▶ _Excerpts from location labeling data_

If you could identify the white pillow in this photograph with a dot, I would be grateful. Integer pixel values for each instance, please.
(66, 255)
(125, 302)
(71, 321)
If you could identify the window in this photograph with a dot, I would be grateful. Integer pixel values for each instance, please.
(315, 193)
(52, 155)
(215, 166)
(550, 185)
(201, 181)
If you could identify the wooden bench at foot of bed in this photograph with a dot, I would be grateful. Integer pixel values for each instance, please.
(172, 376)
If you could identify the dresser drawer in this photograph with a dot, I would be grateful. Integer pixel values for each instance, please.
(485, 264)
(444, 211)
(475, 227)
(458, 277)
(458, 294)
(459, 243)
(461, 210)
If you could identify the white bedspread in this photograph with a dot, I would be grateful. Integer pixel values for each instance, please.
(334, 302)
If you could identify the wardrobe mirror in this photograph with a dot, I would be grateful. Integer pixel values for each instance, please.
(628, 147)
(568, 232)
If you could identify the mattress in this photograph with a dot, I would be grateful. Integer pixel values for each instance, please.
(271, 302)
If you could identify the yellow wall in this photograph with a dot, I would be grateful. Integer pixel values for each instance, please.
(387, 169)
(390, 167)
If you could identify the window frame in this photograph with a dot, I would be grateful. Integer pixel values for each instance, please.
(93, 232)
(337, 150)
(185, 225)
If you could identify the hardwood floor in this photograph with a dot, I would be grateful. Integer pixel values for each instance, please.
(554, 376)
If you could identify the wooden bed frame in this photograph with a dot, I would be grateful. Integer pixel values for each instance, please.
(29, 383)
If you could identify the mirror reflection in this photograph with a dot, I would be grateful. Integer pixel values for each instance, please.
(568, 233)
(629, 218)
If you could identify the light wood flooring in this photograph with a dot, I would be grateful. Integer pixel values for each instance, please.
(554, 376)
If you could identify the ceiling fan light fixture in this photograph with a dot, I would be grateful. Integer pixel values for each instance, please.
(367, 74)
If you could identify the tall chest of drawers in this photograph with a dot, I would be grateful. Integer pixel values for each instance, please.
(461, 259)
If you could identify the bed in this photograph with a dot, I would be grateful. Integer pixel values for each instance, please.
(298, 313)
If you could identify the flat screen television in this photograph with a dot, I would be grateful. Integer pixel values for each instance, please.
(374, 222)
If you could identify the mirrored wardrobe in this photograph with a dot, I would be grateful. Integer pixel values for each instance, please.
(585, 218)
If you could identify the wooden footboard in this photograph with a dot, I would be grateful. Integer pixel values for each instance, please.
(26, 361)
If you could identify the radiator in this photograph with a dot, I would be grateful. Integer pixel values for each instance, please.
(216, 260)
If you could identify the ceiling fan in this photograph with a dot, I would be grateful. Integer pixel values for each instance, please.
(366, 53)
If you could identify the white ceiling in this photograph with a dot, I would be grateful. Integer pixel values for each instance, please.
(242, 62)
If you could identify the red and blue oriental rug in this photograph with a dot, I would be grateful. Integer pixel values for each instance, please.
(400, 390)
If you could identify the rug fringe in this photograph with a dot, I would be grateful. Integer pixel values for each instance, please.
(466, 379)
--
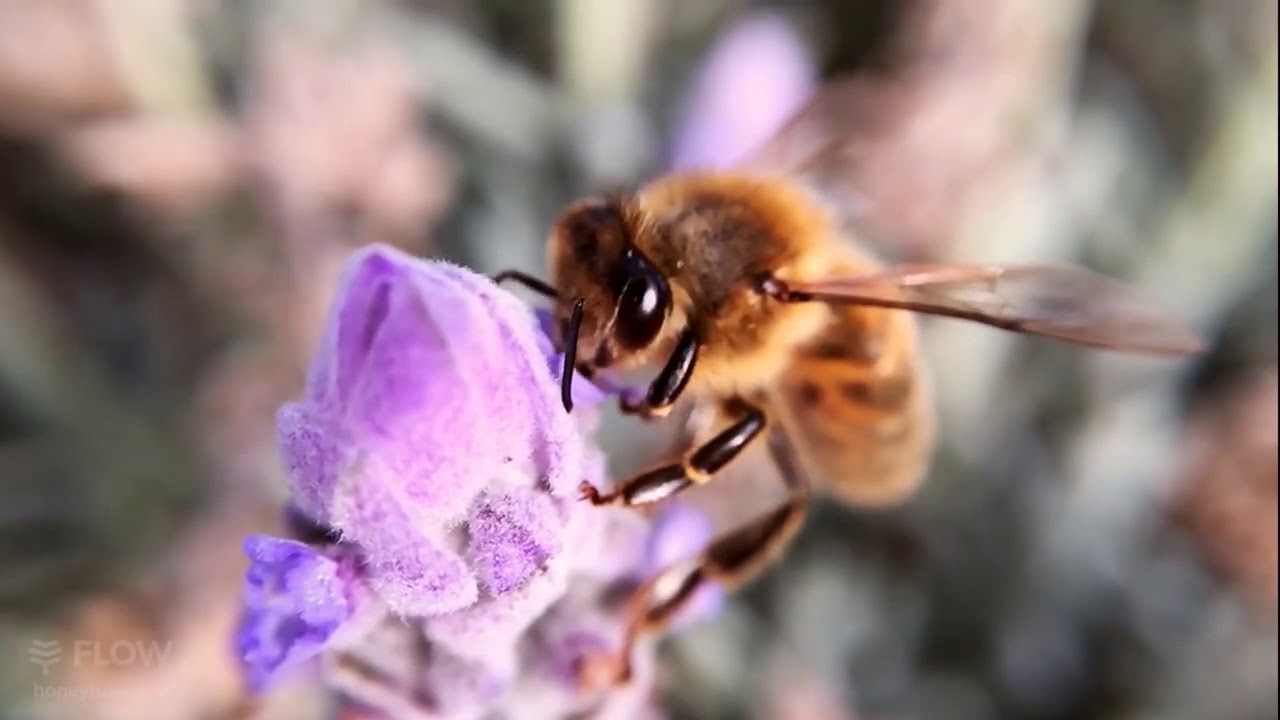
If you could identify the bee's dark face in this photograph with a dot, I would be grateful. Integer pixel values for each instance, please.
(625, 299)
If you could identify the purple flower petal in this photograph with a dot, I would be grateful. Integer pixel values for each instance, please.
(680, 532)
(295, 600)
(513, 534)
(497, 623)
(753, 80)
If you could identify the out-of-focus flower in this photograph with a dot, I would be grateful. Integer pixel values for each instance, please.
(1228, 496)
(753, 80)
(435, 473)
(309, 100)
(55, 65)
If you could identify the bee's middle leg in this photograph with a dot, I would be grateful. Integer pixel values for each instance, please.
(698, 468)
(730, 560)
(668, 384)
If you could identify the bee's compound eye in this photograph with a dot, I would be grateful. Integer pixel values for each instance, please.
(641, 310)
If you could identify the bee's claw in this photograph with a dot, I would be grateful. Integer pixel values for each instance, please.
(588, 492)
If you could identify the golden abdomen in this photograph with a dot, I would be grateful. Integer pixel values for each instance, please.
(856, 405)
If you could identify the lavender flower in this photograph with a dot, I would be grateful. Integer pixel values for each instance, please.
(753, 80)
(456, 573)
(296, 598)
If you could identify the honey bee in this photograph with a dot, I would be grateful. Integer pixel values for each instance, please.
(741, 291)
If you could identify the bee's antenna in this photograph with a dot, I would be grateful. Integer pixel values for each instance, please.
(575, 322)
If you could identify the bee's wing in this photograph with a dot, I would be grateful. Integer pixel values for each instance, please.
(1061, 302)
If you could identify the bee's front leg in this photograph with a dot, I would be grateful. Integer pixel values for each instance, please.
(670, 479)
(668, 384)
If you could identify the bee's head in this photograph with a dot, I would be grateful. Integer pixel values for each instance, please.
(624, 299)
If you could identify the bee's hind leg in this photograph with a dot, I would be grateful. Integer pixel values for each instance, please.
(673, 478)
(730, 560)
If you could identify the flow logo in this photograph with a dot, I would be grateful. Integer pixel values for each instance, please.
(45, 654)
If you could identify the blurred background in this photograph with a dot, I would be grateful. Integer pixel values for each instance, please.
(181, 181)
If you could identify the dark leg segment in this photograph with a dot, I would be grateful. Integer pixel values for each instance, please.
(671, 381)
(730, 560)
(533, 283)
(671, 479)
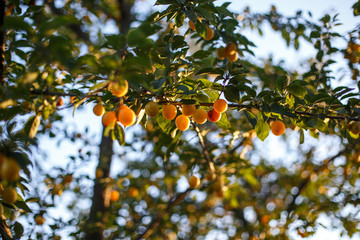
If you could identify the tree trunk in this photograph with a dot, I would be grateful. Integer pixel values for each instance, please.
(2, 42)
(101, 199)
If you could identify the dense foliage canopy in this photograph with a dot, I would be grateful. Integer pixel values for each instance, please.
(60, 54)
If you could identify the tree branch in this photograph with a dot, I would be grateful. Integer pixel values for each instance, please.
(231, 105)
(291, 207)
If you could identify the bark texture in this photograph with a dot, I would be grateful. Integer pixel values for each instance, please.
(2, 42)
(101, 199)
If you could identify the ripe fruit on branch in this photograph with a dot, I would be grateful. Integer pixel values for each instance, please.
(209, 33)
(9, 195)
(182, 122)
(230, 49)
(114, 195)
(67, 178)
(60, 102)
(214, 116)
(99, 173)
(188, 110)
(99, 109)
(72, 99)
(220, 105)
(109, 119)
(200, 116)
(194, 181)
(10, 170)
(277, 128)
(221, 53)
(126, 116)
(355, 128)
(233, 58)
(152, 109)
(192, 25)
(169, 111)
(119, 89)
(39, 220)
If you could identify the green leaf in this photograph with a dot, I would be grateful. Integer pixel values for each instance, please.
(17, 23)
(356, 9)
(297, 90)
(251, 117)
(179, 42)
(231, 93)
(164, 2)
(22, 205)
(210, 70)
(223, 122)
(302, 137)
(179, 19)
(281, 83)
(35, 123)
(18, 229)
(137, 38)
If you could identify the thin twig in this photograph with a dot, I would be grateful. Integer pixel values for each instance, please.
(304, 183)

▶ _TASK OBJECTIVE_
Collect every line above that contains the word "frame", treating uppercase and lowercase as distinct.

▶ _WRITTEN ANSWER_
If you could identify the window frame in this photograph with a dot, I would be grateful. Integer pixel values for each instance, please.
If you could identify the wooden bed frame in this photograph with a dot, I would be grateful. Integer pixel values for each instance, please.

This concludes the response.